> [Goal]
How many of the lines below contain the string "teal"? Give only the number.

>> START Data

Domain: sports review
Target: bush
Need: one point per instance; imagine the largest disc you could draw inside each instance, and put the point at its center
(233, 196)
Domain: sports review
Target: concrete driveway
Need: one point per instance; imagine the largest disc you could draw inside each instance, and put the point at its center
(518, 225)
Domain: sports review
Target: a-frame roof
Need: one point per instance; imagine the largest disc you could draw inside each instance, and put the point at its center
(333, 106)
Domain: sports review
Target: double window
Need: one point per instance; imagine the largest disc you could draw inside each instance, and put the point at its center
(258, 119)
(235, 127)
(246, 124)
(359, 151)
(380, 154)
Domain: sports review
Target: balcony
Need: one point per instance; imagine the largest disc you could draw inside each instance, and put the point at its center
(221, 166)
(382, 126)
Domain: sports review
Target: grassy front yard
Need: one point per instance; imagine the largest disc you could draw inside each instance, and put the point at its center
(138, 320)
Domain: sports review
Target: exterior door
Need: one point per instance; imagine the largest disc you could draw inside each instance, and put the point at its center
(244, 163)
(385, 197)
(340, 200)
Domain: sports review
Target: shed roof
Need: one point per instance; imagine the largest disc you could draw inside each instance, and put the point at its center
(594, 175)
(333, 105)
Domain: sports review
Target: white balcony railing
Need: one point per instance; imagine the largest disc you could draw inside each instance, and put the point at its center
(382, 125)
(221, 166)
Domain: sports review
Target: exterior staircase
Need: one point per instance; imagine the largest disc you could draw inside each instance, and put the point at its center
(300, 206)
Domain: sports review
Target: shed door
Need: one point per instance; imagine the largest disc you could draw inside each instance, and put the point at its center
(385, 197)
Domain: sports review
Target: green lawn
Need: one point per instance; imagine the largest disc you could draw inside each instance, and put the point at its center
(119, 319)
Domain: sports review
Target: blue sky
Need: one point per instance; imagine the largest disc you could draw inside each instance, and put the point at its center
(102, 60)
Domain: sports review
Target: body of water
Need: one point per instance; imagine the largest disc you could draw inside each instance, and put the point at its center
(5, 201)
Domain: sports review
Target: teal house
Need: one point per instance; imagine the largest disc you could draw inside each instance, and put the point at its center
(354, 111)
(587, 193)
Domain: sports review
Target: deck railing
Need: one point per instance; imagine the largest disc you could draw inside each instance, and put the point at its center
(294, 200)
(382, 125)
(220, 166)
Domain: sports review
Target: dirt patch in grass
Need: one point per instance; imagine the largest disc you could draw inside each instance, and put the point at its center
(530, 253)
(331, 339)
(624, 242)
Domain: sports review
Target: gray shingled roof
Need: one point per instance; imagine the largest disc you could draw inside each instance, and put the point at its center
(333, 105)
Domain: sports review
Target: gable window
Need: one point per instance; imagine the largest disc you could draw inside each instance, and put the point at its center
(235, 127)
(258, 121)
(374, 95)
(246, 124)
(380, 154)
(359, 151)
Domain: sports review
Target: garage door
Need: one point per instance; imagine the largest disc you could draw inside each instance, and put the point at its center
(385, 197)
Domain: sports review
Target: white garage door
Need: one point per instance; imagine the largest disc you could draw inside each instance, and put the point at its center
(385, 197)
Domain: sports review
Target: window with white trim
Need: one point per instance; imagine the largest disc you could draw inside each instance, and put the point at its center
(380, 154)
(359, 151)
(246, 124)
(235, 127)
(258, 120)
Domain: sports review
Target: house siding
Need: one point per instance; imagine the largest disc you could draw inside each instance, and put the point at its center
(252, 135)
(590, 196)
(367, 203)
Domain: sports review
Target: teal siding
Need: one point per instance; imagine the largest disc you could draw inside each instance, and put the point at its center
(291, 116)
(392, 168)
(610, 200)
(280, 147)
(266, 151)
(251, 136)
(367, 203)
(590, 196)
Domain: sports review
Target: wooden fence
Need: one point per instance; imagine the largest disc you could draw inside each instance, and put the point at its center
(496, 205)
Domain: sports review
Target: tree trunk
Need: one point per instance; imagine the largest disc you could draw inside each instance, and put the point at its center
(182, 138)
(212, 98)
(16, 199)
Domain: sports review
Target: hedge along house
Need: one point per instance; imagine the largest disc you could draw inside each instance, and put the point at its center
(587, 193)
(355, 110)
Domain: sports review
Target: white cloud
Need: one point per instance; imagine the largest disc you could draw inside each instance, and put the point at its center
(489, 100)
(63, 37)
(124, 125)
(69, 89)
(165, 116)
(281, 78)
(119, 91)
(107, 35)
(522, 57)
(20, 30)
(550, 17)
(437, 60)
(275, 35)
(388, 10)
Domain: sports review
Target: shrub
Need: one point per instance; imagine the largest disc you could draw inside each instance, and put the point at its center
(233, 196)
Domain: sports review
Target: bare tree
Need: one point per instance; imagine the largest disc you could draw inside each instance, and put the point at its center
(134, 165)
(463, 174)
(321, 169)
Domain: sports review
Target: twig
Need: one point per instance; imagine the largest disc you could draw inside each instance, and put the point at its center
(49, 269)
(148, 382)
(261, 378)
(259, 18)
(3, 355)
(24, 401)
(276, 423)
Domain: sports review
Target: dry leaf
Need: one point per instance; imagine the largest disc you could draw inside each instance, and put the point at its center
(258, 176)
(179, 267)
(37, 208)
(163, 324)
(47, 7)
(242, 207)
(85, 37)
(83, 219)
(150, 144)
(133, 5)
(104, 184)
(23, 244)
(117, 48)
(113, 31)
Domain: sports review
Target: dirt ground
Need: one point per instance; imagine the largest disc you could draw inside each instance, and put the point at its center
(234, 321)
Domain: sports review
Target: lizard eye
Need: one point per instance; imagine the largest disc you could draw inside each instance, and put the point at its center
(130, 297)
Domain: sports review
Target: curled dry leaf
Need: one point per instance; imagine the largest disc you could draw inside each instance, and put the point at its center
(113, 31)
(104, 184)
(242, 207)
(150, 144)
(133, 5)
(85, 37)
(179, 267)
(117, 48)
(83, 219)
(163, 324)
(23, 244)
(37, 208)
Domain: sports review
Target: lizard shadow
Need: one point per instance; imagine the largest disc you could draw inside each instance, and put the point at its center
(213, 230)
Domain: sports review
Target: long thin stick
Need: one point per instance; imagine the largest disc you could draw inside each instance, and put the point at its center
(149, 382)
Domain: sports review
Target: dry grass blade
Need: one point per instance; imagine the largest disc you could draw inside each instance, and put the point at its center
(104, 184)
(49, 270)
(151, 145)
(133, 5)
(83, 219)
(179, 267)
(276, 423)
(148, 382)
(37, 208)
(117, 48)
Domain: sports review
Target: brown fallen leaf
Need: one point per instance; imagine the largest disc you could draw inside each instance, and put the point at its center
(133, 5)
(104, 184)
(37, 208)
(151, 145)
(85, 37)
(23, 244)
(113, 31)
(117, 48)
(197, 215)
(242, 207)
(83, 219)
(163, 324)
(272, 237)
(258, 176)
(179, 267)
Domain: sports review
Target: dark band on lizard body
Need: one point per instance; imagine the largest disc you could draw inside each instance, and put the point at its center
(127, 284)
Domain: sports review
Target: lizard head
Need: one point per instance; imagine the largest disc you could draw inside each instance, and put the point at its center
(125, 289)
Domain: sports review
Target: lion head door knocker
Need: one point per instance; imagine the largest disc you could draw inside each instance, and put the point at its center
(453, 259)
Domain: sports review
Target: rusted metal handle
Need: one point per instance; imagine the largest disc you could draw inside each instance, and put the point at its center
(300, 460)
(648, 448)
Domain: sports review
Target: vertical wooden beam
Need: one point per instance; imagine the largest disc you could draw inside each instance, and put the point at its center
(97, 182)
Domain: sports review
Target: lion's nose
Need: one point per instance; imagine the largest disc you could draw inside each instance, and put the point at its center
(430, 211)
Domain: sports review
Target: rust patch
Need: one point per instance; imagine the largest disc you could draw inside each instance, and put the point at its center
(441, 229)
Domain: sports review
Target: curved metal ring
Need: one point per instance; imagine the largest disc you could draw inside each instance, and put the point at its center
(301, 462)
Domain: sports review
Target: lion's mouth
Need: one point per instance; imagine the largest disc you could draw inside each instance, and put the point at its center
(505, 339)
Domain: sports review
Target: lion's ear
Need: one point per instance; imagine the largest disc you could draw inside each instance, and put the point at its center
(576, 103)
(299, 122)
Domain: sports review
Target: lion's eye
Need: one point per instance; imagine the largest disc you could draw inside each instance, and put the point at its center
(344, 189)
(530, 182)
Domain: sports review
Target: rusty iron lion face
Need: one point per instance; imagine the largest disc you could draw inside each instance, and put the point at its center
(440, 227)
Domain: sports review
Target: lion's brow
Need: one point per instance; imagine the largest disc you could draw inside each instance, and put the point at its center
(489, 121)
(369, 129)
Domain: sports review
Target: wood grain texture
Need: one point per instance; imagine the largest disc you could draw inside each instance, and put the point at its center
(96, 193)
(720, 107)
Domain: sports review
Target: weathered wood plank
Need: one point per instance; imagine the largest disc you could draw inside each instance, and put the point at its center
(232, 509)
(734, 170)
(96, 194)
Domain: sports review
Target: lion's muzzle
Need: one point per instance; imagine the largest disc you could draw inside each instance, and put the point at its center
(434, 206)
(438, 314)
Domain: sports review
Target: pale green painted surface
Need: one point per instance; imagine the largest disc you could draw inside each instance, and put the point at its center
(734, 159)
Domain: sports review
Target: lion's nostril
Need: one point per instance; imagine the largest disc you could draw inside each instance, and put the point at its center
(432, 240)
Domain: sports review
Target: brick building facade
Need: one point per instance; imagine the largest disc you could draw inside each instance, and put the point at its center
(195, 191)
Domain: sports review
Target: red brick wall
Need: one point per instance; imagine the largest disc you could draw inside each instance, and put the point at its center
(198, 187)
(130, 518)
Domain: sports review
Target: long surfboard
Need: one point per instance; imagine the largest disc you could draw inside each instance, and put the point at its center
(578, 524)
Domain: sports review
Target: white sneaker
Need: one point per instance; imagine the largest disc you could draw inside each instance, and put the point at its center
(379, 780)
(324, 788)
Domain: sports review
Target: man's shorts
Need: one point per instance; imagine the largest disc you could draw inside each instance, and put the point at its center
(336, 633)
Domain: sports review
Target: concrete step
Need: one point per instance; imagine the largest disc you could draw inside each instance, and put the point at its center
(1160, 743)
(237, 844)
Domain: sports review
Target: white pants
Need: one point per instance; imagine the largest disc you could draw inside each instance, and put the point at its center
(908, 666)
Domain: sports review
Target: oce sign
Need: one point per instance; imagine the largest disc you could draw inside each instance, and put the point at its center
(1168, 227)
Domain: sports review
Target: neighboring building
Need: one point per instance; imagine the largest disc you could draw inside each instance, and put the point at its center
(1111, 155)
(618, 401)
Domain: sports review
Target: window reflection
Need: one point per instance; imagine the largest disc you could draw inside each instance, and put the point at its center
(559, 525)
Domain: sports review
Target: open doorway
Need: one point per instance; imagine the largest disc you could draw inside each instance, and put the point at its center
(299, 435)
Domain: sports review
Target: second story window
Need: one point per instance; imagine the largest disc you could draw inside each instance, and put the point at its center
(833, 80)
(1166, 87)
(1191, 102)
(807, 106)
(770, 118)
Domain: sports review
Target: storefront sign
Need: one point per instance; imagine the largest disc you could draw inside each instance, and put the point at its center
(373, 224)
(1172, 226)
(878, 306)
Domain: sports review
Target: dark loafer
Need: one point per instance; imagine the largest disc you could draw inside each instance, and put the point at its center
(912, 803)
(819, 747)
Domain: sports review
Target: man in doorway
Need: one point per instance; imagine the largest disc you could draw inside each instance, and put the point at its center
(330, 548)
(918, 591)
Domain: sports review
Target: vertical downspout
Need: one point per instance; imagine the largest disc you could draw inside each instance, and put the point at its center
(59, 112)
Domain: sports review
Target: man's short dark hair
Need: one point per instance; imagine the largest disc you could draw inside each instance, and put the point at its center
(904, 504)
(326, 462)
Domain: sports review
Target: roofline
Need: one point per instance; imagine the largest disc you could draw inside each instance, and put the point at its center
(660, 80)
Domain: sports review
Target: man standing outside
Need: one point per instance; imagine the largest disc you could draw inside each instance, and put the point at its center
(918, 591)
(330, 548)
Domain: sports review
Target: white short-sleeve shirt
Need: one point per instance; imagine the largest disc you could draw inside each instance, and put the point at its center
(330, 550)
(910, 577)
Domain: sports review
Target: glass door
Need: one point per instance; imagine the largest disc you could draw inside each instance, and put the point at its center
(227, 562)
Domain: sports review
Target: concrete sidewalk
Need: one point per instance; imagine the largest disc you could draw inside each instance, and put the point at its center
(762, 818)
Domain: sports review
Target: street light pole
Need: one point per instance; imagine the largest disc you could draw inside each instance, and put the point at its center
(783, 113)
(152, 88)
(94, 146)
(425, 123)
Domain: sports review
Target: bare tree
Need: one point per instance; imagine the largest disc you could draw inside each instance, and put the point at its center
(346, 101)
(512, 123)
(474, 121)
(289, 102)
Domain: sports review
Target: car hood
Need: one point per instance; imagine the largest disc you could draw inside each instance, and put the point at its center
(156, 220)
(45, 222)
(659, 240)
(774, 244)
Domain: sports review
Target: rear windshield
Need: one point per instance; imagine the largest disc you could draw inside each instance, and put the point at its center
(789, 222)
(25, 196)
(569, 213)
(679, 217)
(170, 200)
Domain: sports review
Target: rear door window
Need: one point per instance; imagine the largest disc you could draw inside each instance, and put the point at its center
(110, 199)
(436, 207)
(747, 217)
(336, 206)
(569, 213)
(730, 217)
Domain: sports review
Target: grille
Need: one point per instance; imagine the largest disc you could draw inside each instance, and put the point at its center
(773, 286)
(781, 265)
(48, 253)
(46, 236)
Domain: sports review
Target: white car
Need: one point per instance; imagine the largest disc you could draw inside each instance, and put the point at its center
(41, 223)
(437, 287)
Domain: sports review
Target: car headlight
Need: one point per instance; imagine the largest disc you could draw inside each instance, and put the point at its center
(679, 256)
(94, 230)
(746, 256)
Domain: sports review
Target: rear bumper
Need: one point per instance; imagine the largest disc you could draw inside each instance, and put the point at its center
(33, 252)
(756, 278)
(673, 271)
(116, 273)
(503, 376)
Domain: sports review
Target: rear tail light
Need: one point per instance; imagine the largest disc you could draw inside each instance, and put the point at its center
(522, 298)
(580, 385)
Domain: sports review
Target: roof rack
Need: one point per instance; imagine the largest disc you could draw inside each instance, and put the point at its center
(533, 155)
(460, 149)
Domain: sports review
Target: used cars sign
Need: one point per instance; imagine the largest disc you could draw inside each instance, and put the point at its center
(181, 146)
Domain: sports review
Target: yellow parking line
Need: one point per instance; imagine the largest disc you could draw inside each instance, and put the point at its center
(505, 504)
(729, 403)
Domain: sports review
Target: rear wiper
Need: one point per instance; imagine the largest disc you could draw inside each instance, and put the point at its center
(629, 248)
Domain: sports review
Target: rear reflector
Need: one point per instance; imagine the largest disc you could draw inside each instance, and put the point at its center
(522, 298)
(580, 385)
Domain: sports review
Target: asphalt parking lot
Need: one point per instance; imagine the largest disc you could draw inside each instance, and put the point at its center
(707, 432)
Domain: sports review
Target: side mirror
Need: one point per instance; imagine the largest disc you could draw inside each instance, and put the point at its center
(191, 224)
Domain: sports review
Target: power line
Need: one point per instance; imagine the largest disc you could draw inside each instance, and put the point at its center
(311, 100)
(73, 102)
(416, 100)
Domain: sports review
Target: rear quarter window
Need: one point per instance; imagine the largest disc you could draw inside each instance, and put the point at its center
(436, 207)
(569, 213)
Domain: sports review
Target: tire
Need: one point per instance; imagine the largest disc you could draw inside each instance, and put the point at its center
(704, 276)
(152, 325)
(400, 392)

>> END Data

> [Answer below]
2